Dataset entries
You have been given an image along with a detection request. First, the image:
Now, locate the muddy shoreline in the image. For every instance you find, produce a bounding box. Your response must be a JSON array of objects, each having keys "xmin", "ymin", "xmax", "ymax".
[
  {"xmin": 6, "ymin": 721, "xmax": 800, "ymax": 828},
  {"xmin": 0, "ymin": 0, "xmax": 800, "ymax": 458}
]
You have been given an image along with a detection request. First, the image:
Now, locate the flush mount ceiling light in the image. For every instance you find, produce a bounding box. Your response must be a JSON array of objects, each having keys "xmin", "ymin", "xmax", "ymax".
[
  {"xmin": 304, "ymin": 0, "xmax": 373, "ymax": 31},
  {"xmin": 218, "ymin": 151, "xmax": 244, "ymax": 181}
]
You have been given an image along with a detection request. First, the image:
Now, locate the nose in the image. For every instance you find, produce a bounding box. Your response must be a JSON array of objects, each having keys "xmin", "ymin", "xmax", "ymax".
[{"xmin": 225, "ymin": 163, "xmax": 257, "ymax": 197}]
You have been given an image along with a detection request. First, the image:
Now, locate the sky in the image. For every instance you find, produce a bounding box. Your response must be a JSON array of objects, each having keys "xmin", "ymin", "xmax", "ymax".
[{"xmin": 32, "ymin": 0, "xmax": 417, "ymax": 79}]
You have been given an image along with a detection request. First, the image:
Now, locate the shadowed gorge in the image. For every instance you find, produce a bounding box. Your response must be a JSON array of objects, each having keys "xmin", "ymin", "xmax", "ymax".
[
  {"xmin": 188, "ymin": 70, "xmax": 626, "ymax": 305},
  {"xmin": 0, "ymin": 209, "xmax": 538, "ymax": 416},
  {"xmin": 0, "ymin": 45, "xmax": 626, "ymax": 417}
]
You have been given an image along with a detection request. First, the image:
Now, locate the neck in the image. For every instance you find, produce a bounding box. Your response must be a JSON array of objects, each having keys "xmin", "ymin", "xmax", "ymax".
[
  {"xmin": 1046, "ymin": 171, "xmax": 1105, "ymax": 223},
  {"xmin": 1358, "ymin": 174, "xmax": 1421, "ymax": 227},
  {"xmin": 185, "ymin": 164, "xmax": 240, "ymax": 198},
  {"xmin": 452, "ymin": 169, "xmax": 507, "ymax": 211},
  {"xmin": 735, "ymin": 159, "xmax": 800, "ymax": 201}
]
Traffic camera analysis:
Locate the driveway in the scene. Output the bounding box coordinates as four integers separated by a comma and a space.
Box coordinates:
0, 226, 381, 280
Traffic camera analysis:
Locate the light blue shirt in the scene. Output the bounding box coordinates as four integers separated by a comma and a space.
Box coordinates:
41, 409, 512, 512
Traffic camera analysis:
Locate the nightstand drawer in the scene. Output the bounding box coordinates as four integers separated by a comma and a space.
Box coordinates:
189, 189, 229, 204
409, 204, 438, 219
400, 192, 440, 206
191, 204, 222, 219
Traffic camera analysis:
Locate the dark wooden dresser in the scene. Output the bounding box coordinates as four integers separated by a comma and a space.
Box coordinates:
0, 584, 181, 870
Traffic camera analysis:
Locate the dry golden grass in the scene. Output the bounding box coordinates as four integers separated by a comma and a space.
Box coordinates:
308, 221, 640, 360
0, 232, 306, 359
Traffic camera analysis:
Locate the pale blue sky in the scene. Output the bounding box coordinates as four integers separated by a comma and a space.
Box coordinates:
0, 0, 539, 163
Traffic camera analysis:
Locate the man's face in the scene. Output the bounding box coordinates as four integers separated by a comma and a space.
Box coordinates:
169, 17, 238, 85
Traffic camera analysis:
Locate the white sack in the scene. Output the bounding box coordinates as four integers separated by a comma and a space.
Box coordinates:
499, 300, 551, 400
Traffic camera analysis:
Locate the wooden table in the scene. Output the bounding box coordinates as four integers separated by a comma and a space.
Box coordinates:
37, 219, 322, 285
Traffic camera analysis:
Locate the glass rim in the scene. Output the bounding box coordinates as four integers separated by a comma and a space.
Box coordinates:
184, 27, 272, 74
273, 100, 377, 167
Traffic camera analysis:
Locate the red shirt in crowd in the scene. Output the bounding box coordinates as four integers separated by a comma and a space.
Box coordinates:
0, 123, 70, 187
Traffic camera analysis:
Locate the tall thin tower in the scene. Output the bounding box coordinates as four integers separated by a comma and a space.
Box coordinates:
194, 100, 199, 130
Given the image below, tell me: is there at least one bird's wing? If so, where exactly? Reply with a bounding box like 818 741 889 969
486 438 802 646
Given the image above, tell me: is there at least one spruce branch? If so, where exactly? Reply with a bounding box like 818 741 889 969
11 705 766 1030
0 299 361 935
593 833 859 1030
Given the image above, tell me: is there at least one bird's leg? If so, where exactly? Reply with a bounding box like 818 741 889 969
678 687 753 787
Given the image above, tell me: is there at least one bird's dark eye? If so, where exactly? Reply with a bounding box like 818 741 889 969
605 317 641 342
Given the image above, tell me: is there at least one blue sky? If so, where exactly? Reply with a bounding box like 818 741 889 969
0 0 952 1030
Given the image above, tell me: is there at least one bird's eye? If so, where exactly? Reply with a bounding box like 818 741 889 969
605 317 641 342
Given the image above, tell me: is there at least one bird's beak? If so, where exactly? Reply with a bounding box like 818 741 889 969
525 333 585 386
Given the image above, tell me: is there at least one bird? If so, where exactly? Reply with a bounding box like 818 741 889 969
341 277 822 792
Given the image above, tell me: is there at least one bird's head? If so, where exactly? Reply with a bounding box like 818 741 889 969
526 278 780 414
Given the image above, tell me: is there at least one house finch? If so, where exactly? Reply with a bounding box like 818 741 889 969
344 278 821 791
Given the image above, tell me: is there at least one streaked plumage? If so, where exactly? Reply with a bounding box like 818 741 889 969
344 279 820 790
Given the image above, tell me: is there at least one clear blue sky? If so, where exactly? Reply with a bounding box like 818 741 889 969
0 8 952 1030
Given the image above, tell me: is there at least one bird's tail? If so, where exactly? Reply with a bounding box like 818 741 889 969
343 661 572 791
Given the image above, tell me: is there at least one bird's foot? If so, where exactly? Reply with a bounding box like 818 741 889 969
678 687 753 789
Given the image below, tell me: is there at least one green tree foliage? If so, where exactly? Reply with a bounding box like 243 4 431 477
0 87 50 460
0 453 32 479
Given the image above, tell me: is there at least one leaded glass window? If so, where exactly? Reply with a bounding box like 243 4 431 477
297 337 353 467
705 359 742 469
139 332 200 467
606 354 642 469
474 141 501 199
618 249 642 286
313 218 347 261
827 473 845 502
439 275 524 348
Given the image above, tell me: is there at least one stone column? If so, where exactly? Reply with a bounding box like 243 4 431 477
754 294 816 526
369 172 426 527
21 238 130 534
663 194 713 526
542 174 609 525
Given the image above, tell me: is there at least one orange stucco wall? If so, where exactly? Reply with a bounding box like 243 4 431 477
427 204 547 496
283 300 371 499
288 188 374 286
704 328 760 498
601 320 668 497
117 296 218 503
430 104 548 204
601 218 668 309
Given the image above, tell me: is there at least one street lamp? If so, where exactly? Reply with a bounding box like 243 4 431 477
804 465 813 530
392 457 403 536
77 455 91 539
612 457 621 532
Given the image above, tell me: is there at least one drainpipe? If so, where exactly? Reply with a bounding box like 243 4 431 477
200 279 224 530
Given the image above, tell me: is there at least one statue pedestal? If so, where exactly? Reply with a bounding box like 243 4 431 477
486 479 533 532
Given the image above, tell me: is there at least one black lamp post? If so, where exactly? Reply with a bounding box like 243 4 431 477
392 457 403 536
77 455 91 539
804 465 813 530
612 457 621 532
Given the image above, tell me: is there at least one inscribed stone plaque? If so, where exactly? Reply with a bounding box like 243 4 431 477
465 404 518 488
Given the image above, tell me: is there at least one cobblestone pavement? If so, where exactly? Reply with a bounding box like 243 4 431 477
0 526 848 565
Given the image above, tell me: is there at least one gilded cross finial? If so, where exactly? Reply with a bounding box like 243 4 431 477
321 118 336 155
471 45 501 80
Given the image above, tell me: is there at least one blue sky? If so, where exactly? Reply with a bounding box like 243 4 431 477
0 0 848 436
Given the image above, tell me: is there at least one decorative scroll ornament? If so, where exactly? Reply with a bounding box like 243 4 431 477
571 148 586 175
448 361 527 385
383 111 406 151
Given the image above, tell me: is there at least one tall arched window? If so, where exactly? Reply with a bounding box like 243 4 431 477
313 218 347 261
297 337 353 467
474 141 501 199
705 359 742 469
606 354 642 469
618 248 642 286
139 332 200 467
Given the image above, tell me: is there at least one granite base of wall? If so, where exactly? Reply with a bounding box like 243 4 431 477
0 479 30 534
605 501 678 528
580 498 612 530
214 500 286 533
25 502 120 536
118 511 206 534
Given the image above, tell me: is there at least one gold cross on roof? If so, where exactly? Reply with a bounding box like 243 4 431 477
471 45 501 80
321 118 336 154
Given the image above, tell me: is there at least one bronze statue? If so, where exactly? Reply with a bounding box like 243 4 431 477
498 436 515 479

## STATED PROBLEM
Turn the lines of the items above into a numbered list, starting at the line that contains "least one green" and stopping after the line that contains "439 275 524 348". Leave out any blank lines.

## EXERCISE RESULT
1. Given the image below, tell me: is there at least one green tree foliage? If so, where exactly? Reply with a bounding box like 243 4 431 477
2. 0 87 50 460
3. 0 453 32 479
4. Given the image above, tell me: is there at least one leaded glass window? If so, where exactly? Reply with a bounding box like 243 4 431 477
5. 297 337 353 467
6. 705 359 742 469
7. 139 332 200 467
8. 606 354 642 469
9. 474 141 501 199
10. 618 249 642 286
11. 313 218 347 261
12. 827 473 845 502
13. 439 275 524 348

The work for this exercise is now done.